#### [Work to do]
Could you copy out the lines that begin with the one containing "Where can the player's" and run through the one containing "column 431, row 215", both included, without changing anything?

#### [Data provided]

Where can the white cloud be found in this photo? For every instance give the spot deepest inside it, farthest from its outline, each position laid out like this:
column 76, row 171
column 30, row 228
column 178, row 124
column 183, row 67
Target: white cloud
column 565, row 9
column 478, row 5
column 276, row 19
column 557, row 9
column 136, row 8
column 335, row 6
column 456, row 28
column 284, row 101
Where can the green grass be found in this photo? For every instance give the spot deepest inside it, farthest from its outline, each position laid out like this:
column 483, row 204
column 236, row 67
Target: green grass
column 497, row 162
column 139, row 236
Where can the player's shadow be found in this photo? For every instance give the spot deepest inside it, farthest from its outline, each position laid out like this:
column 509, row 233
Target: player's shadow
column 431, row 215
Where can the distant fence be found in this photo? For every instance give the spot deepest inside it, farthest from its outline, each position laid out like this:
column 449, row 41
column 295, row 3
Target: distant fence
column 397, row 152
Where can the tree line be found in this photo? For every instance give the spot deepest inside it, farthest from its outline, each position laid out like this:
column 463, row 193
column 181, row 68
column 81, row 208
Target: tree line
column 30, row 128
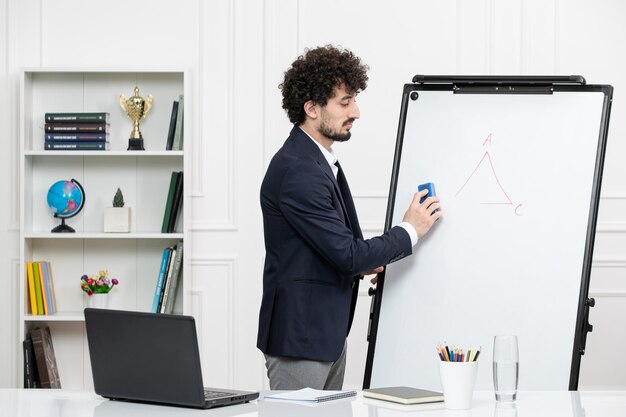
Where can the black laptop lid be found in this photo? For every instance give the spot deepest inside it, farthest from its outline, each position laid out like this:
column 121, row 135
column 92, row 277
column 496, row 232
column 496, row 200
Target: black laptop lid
column 144, row 356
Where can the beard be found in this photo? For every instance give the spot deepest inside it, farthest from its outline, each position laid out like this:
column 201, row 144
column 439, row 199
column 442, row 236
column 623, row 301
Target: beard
column 332, row 134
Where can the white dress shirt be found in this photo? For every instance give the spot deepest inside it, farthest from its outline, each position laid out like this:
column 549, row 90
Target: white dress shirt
column 331, row 159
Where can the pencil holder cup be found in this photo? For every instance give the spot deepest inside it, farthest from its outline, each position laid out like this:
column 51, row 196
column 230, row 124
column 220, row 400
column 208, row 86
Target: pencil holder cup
column 457, row 381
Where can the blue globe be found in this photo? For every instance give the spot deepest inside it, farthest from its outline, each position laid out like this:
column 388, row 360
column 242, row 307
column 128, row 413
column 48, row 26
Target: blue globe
column 66, row 198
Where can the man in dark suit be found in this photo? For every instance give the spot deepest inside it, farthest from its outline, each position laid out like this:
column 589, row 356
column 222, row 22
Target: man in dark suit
column 315, row 251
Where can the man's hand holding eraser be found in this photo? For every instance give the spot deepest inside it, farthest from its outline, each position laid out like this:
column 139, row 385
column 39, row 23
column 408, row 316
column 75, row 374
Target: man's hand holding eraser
column 424, row 209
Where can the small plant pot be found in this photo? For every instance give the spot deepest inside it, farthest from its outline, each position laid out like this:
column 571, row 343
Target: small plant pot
column 117, row 219
column 97, row 300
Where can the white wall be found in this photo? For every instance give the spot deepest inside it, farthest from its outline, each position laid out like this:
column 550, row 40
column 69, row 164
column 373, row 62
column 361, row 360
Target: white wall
column 237, row 51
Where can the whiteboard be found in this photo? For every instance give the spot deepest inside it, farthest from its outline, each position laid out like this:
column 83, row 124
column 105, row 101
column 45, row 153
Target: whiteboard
column 518, row 180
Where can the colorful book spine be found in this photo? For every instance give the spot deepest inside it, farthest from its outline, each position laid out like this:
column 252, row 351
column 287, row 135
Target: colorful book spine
column 77, row 117
column 47, row 280
column 54, row 296
column 168, row 281
column 31, row 288
column 77, row 136
column 160, row 279
column 76, row 146
column 44, row 292
column 173, row 284
column 38, row 290
column 77, row 127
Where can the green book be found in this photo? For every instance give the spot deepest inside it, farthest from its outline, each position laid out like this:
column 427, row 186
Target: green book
column 169, row 202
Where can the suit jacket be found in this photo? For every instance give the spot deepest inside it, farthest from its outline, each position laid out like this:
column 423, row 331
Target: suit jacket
column 315, row 252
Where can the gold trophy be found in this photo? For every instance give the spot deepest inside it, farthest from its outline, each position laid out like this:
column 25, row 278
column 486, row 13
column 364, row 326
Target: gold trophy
column 136, row 108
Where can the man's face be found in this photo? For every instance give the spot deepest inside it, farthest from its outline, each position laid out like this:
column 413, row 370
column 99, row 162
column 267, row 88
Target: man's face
column 337, row 117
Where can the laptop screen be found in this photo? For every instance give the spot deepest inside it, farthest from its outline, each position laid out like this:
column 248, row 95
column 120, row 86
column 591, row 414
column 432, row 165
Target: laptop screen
column 144, row 356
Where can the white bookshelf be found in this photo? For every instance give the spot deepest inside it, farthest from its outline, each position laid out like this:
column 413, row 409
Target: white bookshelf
column 133, row 258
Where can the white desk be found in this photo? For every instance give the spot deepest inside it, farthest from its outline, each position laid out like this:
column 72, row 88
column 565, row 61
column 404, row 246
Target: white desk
column 62, row 403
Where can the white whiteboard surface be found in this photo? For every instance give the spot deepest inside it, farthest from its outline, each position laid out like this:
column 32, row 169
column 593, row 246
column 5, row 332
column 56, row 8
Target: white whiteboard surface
column 515, row 175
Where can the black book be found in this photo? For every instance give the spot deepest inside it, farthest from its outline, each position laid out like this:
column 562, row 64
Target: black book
column 77, row 136
column 169, row 202
column 172, row 129
column 176, row 203
column 77, row 127
column 77, row 117
column 31, row 375
column 75, row 146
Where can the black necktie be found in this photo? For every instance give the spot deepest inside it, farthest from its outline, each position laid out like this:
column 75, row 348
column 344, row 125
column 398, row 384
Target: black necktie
column 346, row 196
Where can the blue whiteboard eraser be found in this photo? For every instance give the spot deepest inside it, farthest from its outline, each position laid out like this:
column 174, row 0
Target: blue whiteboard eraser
column 428, row 186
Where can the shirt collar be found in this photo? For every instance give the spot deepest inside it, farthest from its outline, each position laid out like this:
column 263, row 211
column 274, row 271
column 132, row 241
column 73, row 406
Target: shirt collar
column 328, row 155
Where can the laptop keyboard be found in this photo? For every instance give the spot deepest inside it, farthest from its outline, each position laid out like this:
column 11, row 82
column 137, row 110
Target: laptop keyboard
column 210, row 394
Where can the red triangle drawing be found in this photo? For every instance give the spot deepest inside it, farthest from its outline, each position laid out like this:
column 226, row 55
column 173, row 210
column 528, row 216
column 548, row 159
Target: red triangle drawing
column 497, row 196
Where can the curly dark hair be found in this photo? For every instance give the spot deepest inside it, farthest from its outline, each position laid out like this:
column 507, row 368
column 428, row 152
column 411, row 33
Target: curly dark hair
column 314, row 75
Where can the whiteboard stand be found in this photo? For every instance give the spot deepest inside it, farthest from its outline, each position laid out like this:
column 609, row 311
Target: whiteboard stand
column 517, row 163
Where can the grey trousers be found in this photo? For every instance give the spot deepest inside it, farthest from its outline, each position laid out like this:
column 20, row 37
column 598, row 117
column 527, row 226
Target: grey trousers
column 287, row 373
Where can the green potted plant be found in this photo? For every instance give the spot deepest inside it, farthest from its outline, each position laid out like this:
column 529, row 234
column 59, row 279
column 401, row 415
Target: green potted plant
column 117, row 218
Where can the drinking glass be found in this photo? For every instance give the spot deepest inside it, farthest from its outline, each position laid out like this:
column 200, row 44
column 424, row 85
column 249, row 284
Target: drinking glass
column 505, row 367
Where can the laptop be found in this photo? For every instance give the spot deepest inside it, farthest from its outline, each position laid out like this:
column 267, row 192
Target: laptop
column 151, row 358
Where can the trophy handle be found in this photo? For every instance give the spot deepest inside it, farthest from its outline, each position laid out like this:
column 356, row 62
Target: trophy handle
column 147, row 105
column 123, row 102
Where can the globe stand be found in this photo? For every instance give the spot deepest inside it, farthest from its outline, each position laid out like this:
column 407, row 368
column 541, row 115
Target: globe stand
column 63, row 228
column 60, row 199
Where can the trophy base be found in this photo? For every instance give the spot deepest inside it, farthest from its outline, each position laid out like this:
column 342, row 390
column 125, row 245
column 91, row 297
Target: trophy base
column 135, row 145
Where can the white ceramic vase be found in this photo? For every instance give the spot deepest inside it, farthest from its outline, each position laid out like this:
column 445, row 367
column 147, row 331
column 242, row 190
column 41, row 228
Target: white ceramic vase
column 99, row 300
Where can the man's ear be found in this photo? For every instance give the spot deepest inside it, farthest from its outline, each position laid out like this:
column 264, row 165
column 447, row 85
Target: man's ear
column 311, row 109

#### [Output of the exercise]
Where can the player's shadow be found in this photo? For every instance give the spot deepest inside it, farthest from its outline, each position laid out like this:
column 509, row 233
Target: player's shadow
column 431, row 215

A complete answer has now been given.